PASSAGE

Underberg asserts that “EMC[ ] did not give Cross Petroleum an
adequate opportunity to retain the salvage, and directed the truck
‘would be disposed of.’” ECF No. 1 at ¶ 13. EMC denies this assertion
and maintains that Cross Petroleum did not request that the vehicle be
preserved and that neither Cross Petroleum nor anyone else notified
EMC of any contemplated civil claim or action against the pickup’s
manufacturer for any claim that would require preservation of the
evidence. ECF No. 4 at ¶ 10.
EMC did not notify TJ’s family of its intent to dispose of the
pickup. But, EMC maintains, no one on TJ’s behalf requested that
EMC retain the pickup nor did anyone on his behalf give EMC notice
that any civil action or claim was contemplated against the pickup’s
manufacturer. Id. at ¶ 10.
Underberg maintains that, at the time the pickup was disposed
of, it was well known that the left outer tie rods of certain Dodge Ram
pickups were defective and that the pickup TJ was driving was
“identified as defective by Dodge prior to November 12, 2012.” ECF No.
-4-
1 at ¶ 11. EMC disputes this allegation and
affirmatively alleges that at the time of the accident, it was
unaware of any outstanding factory recalls and in fact
understands and believes that the factory recall notice
which [Underberg] allege[s] in a separate suit against the
manufacturer, recall Notice L16, had not been completed
had in truth and in fact been completed well prior to the
accident. Recall L16 was completed December 19, 2011,
approximately a year prior to the accident. Further,
Defendant [EMC] affirmatively alleges upon information
and belief that at the time of the accident there were no
outstanding recall notices with respect to any steering
mechanism or tie rod component of the subject vehicle.

EXCERPTED RECORDS

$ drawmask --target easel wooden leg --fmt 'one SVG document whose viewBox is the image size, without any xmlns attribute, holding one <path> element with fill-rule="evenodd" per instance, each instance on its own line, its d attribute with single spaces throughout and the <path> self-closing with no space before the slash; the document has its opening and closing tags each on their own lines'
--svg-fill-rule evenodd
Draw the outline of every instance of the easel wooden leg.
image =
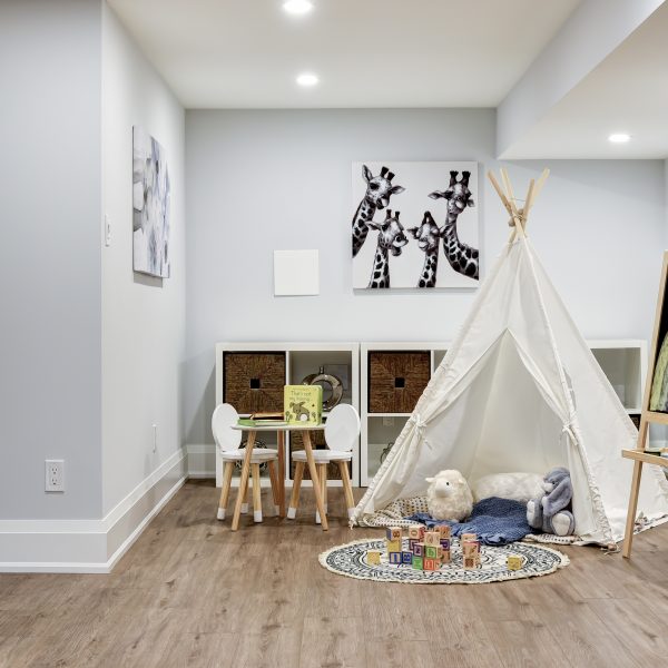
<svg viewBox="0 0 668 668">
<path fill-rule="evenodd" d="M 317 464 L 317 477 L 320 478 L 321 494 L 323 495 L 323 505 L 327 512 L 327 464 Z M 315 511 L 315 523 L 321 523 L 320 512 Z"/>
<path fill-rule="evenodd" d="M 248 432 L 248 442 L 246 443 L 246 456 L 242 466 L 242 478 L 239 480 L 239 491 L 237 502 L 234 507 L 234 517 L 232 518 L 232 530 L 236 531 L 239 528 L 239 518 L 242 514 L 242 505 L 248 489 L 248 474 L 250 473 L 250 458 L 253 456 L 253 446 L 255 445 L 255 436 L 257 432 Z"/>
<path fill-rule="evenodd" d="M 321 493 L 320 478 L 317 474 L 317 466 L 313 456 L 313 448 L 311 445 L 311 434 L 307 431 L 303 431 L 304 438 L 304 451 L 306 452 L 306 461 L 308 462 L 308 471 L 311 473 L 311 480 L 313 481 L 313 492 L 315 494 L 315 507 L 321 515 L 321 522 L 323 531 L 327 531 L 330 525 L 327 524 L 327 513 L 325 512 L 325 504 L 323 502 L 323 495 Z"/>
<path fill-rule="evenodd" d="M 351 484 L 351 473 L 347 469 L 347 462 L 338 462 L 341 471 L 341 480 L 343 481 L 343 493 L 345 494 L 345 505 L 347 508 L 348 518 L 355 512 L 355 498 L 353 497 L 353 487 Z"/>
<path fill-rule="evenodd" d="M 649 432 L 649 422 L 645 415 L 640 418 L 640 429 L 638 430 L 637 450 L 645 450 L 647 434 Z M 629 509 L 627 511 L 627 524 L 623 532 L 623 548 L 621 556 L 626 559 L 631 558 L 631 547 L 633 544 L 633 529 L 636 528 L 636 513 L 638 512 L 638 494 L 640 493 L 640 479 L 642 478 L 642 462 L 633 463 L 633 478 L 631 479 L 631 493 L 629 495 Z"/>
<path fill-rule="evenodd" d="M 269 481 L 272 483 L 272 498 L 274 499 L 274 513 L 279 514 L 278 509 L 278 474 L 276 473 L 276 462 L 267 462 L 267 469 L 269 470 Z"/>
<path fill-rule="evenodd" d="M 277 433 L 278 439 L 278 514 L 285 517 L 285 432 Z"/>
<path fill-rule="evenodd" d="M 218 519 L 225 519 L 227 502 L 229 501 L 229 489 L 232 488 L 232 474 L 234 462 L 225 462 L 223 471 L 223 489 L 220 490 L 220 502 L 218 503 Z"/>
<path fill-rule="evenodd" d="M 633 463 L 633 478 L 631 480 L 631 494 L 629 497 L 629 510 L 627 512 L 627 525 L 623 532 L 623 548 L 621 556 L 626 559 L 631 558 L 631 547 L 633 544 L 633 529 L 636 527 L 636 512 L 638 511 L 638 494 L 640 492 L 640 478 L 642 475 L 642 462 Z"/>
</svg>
---
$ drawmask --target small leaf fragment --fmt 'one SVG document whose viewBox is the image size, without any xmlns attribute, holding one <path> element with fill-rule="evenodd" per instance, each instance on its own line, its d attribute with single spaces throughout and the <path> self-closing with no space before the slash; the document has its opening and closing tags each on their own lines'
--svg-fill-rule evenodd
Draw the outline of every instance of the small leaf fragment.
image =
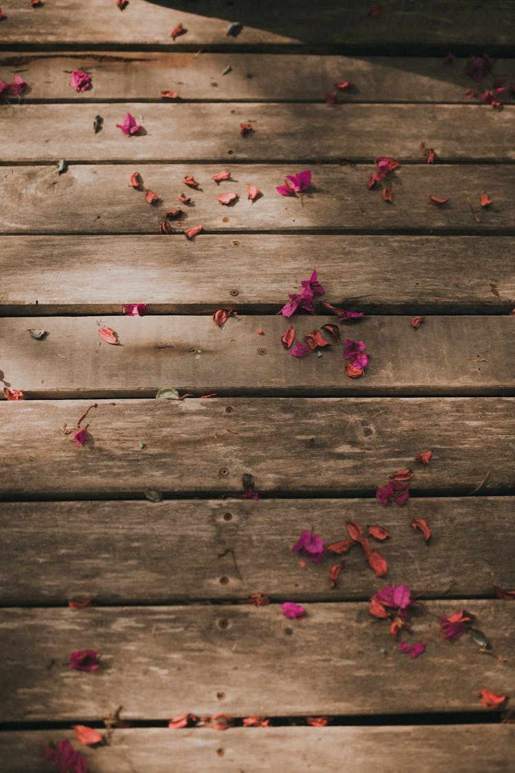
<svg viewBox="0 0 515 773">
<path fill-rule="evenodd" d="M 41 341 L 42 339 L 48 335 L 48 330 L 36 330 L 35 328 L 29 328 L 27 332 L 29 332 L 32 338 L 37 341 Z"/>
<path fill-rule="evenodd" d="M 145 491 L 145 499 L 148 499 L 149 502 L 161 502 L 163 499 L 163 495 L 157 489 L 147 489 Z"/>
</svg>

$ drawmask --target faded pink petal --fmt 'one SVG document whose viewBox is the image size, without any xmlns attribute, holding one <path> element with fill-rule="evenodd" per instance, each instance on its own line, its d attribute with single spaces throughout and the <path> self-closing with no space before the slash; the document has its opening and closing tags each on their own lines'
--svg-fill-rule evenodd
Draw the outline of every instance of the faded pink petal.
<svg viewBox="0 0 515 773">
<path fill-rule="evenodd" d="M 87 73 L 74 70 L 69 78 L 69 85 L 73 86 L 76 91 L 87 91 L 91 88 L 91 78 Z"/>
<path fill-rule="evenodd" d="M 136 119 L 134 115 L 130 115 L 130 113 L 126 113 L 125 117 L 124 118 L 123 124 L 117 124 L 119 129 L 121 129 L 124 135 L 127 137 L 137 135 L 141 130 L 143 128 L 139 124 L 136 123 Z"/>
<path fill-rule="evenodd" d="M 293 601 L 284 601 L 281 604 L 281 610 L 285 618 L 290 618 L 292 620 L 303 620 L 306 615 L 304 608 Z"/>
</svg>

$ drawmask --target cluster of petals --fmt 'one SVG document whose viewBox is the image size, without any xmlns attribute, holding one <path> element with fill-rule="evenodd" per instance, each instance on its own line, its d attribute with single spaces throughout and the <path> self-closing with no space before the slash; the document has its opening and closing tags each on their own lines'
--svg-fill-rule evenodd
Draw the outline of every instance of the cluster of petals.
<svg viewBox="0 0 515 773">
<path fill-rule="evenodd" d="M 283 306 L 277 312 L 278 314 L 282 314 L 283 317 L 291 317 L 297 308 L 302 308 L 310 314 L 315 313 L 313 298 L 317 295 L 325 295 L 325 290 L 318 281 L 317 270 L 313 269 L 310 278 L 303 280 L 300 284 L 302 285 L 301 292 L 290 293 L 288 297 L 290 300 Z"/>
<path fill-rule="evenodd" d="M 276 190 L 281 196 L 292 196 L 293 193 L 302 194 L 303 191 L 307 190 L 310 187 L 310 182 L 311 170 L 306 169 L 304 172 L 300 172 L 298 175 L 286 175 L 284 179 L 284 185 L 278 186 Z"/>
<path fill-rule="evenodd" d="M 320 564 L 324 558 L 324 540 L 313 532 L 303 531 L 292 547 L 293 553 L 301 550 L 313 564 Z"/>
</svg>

PROBLEMS
a. Rewrite the part of the court passage on the pickup's disposal that opens with the words containing "Underberg asserts that" and closes with "No. 4 at ¶ 10.", substituting "the owner" for "Cross Petroleum".
b. Resume the court passage on the pickup's disposal and the recall dispute from the point where it stops.

ANSWERS FOR THIS EXERCISE
a.
Underberg asserts that “EMC[ ] did not give the owner an
adequate opportunity to retain the salvage, and directed the truck
‘would be disposed of.’” ECF No. 1 at ¶ 13. EMC denies this assertion
and maintains that the owner did not request that the vehicle be
preserved and that neither the owner nor anyone else notified
EMC of any contemplated civil claim or action against the pickup’s
manufacturer for any claim that would require preservation of the
evidence. ECF No. 4 at ¶ 10.

b.
ECF 4 at ¶ 8.
Underberg filed this action on November 5, 2015, invoking this
Court’s diversity jurisdiction under 28 U.S.C. § 1332 and asserting a
spoliation of evidence claim. Underberg claims that EMC wrongfully
disposed of the pickup when EMC either knew or should have known
that it was evidence in potential civil actions pursued by the semitractor driver for property damage and by TJ’s estate on the theory
that the pickup’s left outer tie-rod fractured causing TJ to lose control
and collide with the semi-tractor. ECF No. 1 at 2, 4-6.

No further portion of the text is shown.